SOURCE PASSAGE

The NENA NG911 Project and the DOT's NG911 Initiative look to facilitate the involvement of all these stakeholders going forward in order to develop the architecture and migration plan necessary to make NG911 a functional reality.

==Public network infrastructure impacts==
In order for a useful connection to be made between the Public Safety Answering Point and person reporting the emergency, a number of changes need to be made to the existing infrastructure. For example, if a user is sending a text message, perhaps with video attached, the data needs to be routed to the PSAP that serves the area where the person is currently, and the location of the wireless device must accompany the message. The person's wireless carrier will receive the message first, then forward the message to the appropriate NG911 system, which routes to the appropriate PSAP along with the location information. Since several different protocols may be used by the wireless device (SMS or XMPP text messaging, MMS (Multimedia Messaging Service) or Wireless Application Protocol for multimedia), translation to a common protocol may be required prior to forwarding. In the case of Advanced Automatic Collision Notification data, the service provider must be able to similarly route this data, along with location data toward the PSAP serving the area where the collision occurred. For the PSAP to be able to send out automatic notifications to all wireless devices currently operating in the area of an emergency, a similar routing mechanism must exist in the opposite (outgoing) direction. Here again, the wireless carrier will be forwarding information.

RECORDED DATA
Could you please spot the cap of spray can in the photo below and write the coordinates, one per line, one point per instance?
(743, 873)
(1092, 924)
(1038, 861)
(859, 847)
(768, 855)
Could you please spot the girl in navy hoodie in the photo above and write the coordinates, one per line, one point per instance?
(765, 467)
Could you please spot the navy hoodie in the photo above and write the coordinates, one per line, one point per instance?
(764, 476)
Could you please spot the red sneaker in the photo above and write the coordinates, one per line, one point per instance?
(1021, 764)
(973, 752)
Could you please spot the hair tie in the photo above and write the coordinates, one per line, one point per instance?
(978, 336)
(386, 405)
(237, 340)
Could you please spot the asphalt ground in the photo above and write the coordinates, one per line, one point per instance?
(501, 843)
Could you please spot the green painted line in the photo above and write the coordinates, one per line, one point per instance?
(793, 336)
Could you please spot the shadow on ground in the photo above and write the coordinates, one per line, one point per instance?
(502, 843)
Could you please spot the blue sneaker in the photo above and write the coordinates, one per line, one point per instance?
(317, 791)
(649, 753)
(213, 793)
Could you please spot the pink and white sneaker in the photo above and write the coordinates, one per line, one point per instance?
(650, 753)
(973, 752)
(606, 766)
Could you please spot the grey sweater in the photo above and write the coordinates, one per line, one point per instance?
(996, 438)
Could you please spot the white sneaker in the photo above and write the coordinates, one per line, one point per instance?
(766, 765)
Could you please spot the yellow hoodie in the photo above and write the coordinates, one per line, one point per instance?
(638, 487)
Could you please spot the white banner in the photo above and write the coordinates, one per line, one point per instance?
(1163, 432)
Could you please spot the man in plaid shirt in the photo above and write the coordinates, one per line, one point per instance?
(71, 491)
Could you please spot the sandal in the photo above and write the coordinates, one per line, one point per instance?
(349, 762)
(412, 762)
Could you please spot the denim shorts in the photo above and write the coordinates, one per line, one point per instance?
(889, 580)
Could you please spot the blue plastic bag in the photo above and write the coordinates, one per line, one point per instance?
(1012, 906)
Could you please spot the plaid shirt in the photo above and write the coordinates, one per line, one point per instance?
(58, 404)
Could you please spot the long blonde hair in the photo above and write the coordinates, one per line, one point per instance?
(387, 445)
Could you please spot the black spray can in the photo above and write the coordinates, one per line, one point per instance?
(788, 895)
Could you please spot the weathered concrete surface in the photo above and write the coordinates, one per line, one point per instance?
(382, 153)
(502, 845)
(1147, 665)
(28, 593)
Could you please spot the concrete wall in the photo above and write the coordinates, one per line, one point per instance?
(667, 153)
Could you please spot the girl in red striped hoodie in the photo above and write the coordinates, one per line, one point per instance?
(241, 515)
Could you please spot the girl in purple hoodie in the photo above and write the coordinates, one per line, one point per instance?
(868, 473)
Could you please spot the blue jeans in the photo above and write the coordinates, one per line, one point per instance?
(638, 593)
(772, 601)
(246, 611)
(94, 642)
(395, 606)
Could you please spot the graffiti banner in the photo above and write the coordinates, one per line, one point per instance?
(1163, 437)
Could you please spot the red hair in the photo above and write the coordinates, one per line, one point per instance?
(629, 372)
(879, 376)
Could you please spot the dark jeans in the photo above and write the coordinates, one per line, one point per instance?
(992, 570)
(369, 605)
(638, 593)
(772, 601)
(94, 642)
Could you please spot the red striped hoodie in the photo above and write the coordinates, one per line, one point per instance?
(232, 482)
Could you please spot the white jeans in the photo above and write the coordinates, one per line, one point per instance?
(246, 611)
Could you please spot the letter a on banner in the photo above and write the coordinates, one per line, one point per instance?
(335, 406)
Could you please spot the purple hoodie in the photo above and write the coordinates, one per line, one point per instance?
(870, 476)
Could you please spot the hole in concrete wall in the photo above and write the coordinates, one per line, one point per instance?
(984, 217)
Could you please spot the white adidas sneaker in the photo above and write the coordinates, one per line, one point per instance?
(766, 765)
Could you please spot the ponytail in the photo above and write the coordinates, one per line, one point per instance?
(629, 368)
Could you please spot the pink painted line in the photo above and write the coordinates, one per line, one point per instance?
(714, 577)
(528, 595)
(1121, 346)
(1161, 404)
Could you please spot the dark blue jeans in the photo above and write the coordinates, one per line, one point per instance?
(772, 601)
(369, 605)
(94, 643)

TASK
In the NG911 passage, what must accompany a text message sent to the PSAP?

ANSWER TO THE PROBLEM
The location of the wireless device.